** start of DATA RECORDS **
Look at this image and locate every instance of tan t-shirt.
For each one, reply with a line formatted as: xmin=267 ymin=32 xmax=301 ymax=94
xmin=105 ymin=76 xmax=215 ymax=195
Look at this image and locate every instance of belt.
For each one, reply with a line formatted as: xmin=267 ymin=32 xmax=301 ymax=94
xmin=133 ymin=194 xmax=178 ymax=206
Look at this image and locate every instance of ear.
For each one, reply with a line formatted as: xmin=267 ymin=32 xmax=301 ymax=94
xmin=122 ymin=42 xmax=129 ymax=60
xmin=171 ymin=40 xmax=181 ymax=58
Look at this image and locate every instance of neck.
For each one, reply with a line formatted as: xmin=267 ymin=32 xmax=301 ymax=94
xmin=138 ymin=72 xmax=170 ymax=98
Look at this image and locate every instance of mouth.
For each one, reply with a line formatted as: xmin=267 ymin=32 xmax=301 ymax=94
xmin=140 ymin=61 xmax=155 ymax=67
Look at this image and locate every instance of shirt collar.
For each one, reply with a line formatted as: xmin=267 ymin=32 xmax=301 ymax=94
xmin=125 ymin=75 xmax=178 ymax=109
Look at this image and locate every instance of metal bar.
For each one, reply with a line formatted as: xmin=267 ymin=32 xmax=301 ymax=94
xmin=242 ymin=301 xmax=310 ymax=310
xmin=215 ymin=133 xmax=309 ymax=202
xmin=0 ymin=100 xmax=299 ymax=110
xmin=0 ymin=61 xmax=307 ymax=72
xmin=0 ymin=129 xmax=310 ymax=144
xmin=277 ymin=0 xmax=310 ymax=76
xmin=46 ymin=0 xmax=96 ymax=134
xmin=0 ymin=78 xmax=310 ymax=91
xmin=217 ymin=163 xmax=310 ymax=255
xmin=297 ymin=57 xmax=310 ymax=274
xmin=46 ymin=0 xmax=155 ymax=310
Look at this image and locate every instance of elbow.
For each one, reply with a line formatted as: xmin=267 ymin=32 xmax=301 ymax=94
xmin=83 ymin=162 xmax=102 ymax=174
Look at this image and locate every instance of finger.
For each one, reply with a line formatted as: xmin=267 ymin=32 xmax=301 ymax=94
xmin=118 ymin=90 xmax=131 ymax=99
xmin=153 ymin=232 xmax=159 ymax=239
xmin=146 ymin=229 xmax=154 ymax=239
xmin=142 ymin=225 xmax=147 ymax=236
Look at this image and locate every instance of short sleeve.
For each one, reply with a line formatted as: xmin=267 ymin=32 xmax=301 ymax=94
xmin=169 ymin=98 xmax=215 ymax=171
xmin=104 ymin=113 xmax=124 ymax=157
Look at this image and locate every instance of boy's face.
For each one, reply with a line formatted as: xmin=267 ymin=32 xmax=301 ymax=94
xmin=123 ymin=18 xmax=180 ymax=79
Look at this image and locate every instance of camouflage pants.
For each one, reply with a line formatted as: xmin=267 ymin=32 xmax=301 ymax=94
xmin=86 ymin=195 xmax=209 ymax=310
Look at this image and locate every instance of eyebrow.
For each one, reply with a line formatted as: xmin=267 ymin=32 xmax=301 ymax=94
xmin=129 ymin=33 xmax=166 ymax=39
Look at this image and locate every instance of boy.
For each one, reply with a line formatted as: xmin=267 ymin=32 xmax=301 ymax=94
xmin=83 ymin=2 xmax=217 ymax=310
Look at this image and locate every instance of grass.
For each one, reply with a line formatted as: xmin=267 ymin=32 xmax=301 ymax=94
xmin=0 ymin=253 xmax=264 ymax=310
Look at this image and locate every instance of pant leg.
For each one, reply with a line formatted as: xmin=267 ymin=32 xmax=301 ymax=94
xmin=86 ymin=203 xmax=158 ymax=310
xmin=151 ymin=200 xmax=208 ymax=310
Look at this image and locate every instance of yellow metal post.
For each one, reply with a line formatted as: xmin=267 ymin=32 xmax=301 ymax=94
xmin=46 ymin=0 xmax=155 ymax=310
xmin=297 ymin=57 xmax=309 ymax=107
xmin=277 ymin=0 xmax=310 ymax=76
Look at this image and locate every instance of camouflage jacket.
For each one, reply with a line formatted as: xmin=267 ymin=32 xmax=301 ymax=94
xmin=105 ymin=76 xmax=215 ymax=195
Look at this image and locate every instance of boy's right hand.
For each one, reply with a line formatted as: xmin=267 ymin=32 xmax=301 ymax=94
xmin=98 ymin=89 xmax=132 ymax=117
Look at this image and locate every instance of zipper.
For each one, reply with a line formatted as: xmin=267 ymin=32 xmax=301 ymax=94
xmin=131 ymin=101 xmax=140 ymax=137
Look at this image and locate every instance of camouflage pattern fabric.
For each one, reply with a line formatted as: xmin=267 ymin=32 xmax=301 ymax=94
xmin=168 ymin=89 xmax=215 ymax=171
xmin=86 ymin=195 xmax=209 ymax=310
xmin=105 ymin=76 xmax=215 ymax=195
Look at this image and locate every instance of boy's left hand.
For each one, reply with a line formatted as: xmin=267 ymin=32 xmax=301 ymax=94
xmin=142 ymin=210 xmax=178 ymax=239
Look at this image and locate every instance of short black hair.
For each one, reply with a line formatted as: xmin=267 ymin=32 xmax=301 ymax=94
** end of DATA RECORDS **
__EXERCISE PROMPT__: Please add 94 to each coordinate given as an answer, then write out every line of the material from its first line through the line containing "xmin=83 ymin=162 xmax=102 ymax=174". Leave all other lines unchanged and return nothing beyond that part.

__CORRECT RESULT__:
Look at this image and locate every instance of tan t-shirt.
For each one, reply with a line formatted as: xmin=267 ymin=32 xmax=301 ymax=94
xmin=199 ymin=170 xmax=309 ymax=289
Look at this image and locate every instance of belt.
For each one, reply with a line formatted as: xmin=267 ymin=32 xmax=301 ymax=94
xmin=227 ymin=288 xmax=272 ymax=300
Look at this image and locate every instance of ear.
For each one, reply with a line formatted as: xmin=267 ymin=32 xmax=301 ymax=94
xmin=216 ymin=136 xmax=223 ymax=154
xmin=265 ymin=134 xmax=275 ymax=152
Look at this image and locate every instance of neck.
For each one, reply with a line formatted as: xmin=267 ymin=32 xmax=301 ymax=94
xmin=232 ymin=166 xmax=264 ymax=192
Look at this image and locate every instance of mouth.
For each one, reply with a line formatted as: xmin=267 ymin=32 xmax=301 ymax=94
xmin=234 ymin=155 xmax=249 ymax=161
Look at this image and locate every instance of shirt collar.
For each one, reply with a line formatted as: xmin=267 ymin=32 xmax=301 ymax=94
xmin=219 ymin=169 xmax=272 ymax=203
Look at this image and locate every instance of metal bar.
For each one, reply with a line formatted as: xmin=267 ymin=32 xmax=301 ymax=94
xmin=336 ymin=395 xmax=404 ymax=404
xmin=309 ymin=227 xmax=403 ymax=296
xmin=94 ymin=194 xmax=393 ymax=204
xmin=94 ymin=155 xmax=401 ymax=166
xmin=94 ymin=223 xmax=404 ymax=238
xmin=371 ymin=94 xmax=404 ymax=170
xmin=140 ymin=94 xmax=190 ymax=228
xmin=94 ymin=172 xmax=404 ymax=185
xmin=311 ymin=257 xmax=404 ymax=349
xmin=391 ymin=151 xmax=404 ymax=368
xmin=140 ymin=94 xmax=249 ymax=404
Look at this image and locate every instance of elbow.
For each one, reply with a line formatted as: xmin=267 ymin=32 xmax=301 ymax=94
xmin=177 ymin=256 xmax=196 ymax=268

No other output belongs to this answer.